### THE DATA
----------
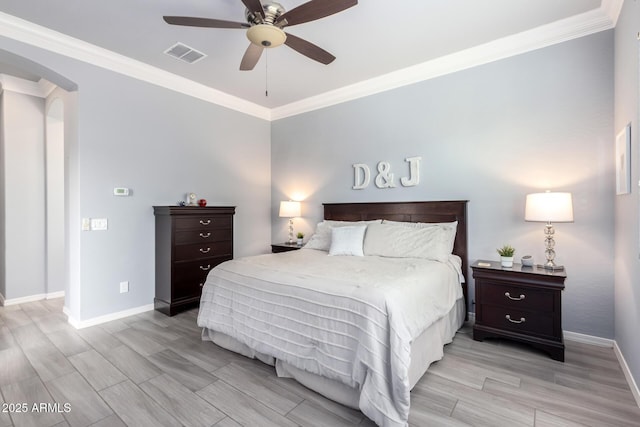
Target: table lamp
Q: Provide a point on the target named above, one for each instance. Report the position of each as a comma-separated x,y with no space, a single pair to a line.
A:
549,207
290,210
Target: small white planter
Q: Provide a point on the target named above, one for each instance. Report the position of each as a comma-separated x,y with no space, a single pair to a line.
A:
506,261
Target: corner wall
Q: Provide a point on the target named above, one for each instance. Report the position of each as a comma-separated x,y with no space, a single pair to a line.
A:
161,144
24,195
627,209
----------
### REQUIRED ACTION
Transcribe the records above exactly, leaving every picture out of the copy.

### YOUR SOLUTION
Target: table lamp
Q: Provide a point on the target named above, one for each instance. Report the position of each as a comma-separated x,y with no space, a single pair to a line.
A:
549,207
290,210
Target: small white planter
Q: Provide a point on the target named above, one for each instance. Report the position of each as a comma-separated x,y with no space, a single pair to a line.
A:
506,261
Target: corner wall
Q: Provide a point on the target named above, one for each instance. Report the position of each as a comma-separated x,y with no space, a single pair to a line.
A:
161,144
24,195
627,209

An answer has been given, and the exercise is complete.